## Start Page

The Thursday Brain Download

Hey, it’s Arik.

We took over this email account in December, and from January to July, email has brought in just over $421K.

To give you some perspective, this brand is in the automotive accessories niche. The product has a loyal following but a very specific audience, which means retention and segmentation matter a lot more than trying to be everything to everyone.

When we came in, they had the basics set up, but they weren’t close to being as optimized as they could have been. Most of the flows lacked cohesive branding and design. Some were short and offered no real value. Others were generic and not triggering at the right times.

Campaigns were barely going out, so the brand was missing huge opportunities to stay in front of customers between purchases.

Over the past seven months, we've been looking closely at what’s moving the needle here. We rebuilt the core flows, added missing ones, and set the account up for more targeted campaigns.

Here’s the full breakdown:

In July alone, 66% of revenue has come from flows and 34% from campaigns.

Flows that have been carrying the weight:
Welcome flow: This is where new subscribers get their first feel for the brand, the products, and the value they’ll get for sticking around.

Abandoned cart & checkout abandonment: These two flows do the heavy lifting on recovering lost sales. They tell the customers why the product works, why it’s worth the money, and how it solves the problem they came in with.

Browse and site abandonment: These two catch people earlier in the decision process and bring them back into the funnel with a lighter touch.

Post-purchase: Keeps the relationship going right after a sale.

Sunset flow: Cleans the list without burning bridges.

It’s a simple lineup, but each one has a job, and together they cover almost every stage where a sale can be won or lost.


Campaigns that consistently perform:
On the campaign side, what’s really stood out is leaning into product education and use cases over promotions.

A few of our top performers:

Install & usage tips (simple walkthroughs that also sell complementary products).
Customer spotlights showing how the product performs in real-world conditions.
Seasonal reminders (e.g., “Summer’s coming, check your visibility before your next trip”).
Product launch tie-ins with bundles and accessories.

A campaign can remind someone of a use case they forgot, and then if they go back to browse, our flows take over and close the loop.

## End Page
## Start Dataset content

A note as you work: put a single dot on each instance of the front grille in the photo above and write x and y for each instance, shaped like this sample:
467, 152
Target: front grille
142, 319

## End Dataset content

Problem statement ->
Continue the email marketing newsletter from the point where it stops, after the sentence about flows closing the loop.

The reply ->
Why this works together:
A lot of brands treat flows and campaigns like separate worlds. Here, they’re part of the same ecosystem.

Campaigns feed interest, flows capture it, and convert it.


Bite size action steps:

1. Don’t overcomplicate timing. Abandoned cart and checkout emails don’t need a week-long gap between them. The buying intent is highest within hours, so that’s when you hit them.

2. Short copy can win. For a niche product, the audience already knows they want it. They just need a push. Images, a line or two of benefit-driven copy, and a clear button often beat long storytelling in abandonment flows.

3. Product education belongs in post-purchase. These buyers have already converted. Now the goal is to make them feel confident in their purchase and excited to come back. That’s where install guides, tips, and upgrade paths come in.

The bigger picture:
$421K over seven months isn’t earth-shattering, but the growth rate is what’s important here. Flows are up 220% compared to the previous period. Campaign revenue is up 46%. That’s the signal that the system we’ve put in place is compounding.

If you’re looking at your own account, ask the following questions:
- Do I have my foundational flows live, relevant, and firing at the right times?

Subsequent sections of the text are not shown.